Your assignment →
Going down the listing below, print exactly each line from the one with "of the golfer" up to and including the one with "the dark navy", and skip the rest.

Material shown →
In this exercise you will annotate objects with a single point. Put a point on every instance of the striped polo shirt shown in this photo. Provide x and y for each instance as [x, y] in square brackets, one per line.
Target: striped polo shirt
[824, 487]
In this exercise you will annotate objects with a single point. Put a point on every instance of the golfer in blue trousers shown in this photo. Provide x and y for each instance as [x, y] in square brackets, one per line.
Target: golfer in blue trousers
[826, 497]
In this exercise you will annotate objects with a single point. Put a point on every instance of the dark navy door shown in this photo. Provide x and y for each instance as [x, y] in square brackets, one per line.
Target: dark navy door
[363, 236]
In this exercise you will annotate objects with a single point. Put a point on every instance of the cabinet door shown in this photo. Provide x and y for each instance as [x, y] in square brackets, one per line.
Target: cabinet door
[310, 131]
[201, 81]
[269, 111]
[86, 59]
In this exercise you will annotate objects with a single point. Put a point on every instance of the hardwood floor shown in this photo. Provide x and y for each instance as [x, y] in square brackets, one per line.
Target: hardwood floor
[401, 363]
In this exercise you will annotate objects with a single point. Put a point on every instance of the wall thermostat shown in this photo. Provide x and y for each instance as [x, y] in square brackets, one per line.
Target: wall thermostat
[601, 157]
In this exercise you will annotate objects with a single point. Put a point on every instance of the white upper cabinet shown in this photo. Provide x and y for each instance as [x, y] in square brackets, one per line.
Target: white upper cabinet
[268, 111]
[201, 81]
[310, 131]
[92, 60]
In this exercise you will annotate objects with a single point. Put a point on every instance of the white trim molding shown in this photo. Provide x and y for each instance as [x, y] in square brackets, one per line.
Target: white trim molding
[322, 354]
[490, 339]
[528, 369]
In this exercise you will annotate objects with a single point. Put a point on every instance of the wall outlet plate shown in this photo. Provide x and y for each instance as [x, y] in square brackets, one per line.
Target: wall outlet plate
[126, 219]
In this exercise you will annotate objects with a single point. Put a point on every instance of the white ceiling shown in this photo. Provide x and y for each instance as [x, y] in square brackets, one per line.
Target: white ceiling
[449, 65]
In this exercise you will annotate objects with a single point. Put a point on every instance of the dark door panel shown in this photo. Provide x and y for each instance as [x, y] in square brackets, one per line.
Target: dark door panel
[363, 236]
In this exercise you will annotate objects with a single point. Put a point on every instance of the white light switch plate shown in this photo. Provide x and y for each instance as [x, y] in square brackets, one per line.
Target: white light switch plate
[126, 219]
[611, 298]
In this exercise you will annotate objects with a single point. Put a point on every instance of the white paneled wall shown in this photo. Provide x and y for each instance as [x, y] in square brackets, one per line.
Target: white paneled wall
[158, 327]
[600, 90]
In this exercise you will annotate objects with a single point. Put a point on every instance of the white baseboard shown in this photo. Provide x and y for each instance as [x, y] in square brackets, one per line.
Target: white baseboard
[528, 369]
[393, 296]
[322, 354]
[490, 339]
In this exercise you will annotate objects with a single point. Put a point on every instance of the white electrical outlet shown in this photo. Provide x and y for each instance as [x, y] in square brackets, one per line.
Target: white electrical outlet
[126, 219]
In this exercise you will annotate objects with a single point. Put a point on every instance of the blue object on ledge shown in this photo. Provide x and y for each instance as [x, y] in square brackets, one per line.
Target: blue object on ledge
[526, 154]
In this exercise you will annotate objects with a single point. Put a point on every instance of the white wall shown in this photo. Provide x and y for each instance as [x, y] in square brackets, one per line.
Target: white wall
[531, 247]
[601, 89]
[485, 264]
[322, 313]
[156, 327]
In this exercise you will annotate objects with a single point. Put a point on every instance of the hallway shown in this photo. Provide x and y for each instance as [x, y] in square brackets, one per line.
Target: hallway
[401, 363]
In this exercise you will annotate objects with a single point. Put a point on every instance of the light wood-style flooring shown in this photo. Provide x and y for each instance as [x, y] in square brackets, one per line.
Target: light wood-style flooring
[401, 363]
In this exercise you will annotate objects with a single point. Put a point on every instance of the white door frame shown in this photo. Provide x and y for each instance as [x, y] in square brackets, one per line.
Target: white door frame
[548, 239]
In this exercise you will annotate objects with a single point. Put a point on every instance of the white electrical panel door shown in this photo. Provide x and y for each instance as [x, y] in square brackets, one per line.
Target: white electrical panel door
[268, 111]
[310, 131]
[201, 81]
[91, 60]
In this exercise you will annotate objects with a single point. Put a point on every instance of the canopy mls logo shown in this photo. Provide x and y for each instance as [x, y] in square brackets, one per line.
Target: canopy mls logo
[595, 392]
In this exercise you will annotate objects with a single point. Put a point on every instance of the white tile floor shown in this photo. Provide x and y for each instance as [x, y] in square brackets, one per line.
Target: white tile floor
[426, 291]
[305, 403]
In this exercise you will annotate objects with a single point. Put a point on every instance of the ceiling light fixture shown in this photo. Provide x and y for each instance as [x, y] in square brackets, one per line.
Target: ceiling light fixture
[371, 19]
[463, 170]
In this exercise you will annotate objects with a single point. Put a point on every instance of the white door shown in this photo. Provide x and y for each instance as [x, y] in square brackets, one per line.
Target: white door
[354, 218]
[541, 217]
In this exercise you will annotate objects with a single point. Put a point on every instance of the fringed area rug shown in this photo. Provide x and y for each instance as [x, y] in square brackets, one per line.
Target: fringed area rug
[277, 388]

Answer section →
In this exercise you will annotate objects with a single point. Put a point on every instance of the golfer in blue trousers shown in this photo. Provide x and y for each instance as [x, y] in square brackets, one per line.
Target: golfer in blue trousers
[826, 497]
In this exercise you will annotate objects with a single point. Put a point on every instance of the dark navy door shown in this photo. Provide x and y for each instance as [x, y] in square brackets, one per line.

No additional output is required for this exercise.